> **Selection**
Yeah, I'm I'm with you. I think I think it's much easier to bundle integrations into like a feature set versus trying to charge like for Salesforce, it's twenty dollars a month for, you know, QuickBooks, it's thirty dollars a month. Just say like if you're enterprise, you get 10 or you win unlimited or whatever it is. And I also to your point about like the vertical in the industry, there are like some industries where like that Salesforce connection, you just have to have it. If you don't have it, you're not competitive.
Roee Hartuv (31:24)
Yeah.
Cristina Flaschen (31:40)
And if you are a product that like requires these connections, then you just have to bake it in and maybe freemium is not the the right move for you because there is an overhead cost to that, right? Like if you're doing like email
if you're doing email deliverability as a service or something, like those email addresses need to go somewhere and come from somewhere and like your product is not really useful unless you're getting those addresses from somewhere. And in that instance it's like you just have to do it and just eat it, but it is interesting how folks think about it. And I've definitely worked with companies that charge thousands of dollars for these connections a month.

> **Data shown**
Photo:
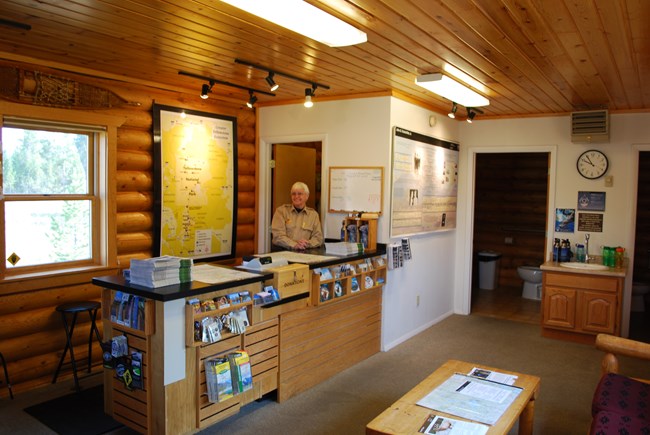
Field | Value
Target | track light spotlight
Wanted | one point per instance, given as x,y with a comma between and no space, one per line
470,115
454,108
251,101
309,93
206,89
272,84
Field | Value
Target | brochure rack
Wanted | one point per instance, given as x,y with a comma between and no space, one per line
193,317
358,223
131,407
261,343
347,279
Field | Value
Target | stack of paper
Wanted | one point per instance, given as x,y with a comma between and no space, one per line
344,248
160,271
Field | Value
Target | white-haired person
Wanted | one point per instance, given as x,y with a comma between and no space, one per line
296,226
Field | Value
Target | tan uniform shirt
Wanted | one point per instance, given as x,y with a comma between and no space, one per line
289,226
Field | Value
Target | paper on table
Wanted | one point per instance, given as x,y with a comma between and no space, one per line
472,398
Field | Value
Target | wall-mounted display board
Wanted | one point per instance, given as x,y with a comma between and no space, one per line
356,188
424,184
195,183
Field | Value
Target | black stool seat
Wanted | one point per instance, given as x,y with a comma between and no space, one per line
73,309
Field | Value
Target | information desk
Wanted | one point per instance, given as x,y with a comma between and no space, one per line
173,397
405,416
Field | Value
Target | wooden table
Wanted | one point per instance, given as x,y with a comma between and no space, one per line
405,417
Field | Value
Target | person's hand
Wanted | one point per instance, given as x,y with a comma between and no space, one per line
301,245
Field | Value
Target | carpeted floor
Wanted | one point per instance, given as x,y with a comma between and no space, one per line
347,402
78,413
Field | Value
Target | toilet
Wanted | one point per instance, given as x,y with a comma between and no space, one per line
639,292
532,277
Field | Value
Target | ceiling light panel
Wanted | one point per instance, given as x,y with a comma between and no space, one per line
303,18
452,90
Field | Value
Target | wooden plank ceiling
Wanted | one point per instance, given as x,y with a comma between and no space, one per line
534,57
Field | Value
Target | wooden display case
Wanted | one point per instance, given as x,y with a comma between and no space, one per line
347,280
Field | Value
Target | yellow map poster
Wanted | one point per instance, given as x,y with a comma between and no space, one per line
198,191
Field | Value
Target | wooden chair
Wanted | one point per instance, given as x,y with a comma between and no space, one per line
620,404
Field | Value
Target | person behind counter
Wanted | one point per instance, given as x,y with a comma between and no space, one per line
296,226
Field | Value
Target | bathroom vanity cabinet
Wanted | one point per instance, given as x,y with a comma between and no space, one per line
578,306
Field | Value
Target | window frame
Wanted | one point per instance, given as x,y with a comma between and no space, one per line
102,172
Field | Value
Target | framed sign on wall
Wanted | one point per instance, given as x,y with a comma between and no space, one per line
424,184
195,183
356,188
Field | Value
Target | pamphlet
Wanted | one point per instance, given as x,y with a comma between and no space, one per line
489,375
436,424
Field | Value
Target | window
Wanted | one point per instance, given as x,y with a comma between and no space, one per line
50,204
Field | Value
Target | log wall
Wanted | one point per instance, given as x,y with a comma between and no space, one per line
31,332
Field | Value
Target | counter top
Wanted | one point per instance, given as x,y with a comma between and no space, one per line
196,288
554,266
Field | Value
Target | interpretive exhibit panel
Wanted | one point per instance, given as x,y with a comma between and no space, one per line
356,189
195,173
424,184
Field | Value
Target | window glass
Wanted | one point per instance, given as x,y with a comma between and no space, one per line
48,195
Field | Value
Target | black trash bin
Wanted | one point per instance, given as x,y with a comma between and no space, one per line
488,269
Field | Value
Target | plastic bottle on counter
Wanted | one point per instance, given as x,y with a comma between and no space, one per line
556,250
619,257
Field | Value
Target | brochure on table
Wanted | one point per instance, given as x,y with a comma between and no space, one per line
472,398
437,424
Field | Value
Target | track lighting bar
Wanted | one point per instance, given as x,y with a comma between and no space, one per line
221,82
279,73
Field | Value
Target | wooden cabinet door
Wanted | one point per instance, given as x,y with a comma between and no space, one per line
598,312
559,308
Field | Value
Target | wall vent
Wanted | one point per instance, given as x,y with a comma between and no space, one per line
590,126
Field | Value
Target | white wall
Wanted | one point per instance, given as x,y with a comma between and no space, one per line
627,132
359,133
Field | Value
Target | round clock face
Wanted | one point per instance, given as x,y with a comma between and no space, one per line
592,164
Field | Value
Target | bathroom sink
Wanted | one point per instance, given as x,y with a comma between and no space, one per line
584,266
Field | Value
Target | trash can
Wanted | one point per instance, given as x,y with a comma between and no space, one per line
488,269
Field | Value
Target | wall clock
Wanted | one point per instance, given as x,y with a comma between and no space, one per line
592,164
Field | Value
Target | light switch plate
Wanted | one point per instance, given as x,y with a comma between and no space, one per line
609,181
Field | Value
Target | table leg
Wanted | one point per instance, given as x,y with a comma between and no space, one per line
526,417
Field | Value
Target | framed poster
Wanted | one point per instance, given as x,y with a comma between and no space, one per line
356,188
424,184
195,183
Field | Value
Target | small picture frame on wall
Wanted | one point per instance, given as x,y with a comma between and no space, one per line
565,220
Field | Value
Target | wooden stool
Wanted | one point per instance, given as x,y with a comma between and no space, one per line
75,308
4,366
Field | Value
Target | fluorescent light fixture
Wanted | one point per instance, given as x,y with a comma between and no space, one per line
308,94
452,113
303,18
452,90
272,84
453,71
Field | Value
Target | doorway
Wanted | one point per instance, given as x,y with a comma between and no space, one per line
640,307
510,218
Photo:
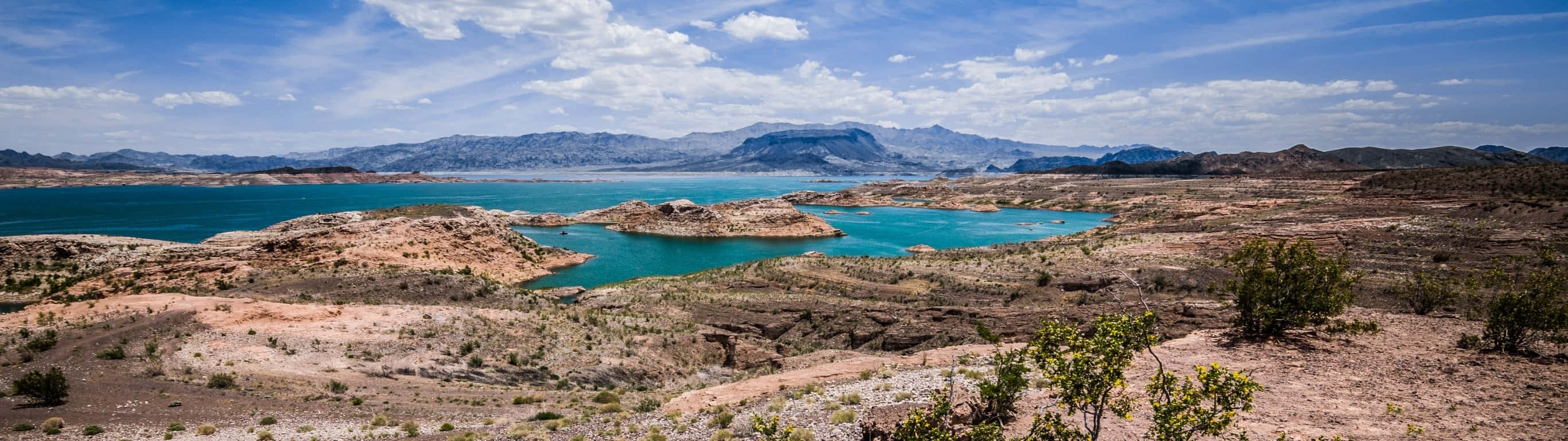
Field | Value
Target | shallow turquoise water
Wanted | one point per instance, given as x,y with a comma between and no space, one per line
886,231
190,214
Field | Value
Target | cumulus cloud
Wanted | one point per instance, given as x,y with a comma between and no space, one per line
438,20
1365,104
207,98
1029,54
68,93
753,26
1380,85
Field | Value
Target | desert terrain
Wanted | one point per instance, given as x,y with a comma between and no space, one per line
354,326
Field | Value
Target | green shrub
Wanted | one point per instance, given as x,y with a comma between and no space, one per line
645,405
46,388
999,394
114,354
54,423
606,397
1284,286
220,380
412,429
1531,307
843,416
722,420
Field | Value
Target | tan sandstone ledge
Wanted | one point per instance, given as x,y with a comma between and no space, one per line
734,219
416,238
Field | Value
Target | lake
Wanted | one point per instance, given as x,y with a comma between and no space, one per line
190,214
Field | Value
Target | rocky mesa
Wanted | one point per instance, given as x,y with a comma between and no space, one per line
734,219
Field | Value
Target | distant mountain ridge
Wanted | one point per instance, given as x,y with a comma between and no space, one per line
1303,159
1132,154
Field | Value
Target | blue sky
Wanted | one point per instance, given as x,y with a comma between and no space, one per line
272,78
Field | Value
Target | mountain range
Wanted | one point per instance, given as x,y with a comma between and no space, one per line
919,150
1303,159
845,148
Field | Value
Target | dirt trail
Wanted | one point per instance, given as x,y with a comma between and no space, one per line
733,393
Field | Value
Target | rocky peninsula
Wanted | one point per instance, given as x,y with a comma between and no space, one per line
734,219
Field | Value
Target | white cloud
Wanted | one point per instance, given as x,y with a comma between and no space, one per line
1365,104
209,98
753,26
628,44
68,93
1380,85
16,107
438,20
1029,56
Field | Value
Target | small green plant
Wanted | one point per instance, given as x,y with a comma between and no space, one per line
44,388
722,420
606,397
412,429
1283,286
220,380
844,416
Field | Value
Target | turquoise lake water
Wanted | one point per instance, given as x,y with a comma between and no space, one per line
190,214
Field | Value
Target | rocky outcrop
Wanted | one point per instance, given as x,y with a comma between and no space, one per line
748,219
466,241
836,198
615,214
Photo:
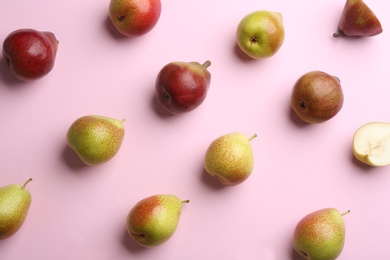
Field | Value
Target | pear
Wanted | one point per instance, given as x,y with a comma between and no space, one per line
182,86
153,220
96,139
317,97
229,158
320,235
357,19
371,144
15,201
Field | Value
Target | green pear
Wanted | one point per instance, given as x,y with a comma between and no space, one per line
229,158
320,235
153,220
96,139
357,19
260,34
15,201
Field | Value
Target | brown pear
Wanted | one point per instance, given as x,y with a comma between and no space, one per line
357,19
317,97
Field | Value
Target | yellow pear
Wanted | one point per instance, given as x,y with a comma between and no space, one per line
15,201
229,158
95,139
153,220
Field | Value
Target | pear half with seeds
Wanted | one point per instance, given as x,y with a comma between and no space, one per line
371,143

> **Problem to solve**
Extend the conversation about pricing software integrations, picking up after its last sentence. The lines that come after the conversation about pricing software integrations are not needed here.

> **Output for this exercise**
Because they're working with like million dollar contracts and like they figured out that hey, that like SAP connector, these companies that use SAP are used to paying for this and like they will pay for it. So it is like a kind of a delicate dance, I think, and requires some more nuanced and specialized knowledge about your customer and the market that you operate in.
Roee Hartuv (32:41)
Yeah.
Interesting that you're bringing SAP, because usually SAP I would also advise, hey, SAP connectors, this is your world, not mine, but usually it comes with a lot of complexity. It's SAP, right? it usually is tied to emission critical software. So the SLA needs to be point nine nine, right? So in order for that to happen, you need to have
Cristina Flaschen (32:45)
Yeah.
Yes.
Roee Hartuv (33:07)
People maintaining that. I don't know what goes into maintaining that SLA, but there are real costs associated to that. Usually it's not SAP, it's not plug and play. There needs to be some sort of adaptation to that specific customer and their ERPs and their system. So specifically SAP is one of those things that I say usually I would chart premium for that connector.
Cristina Flaschen (33:33)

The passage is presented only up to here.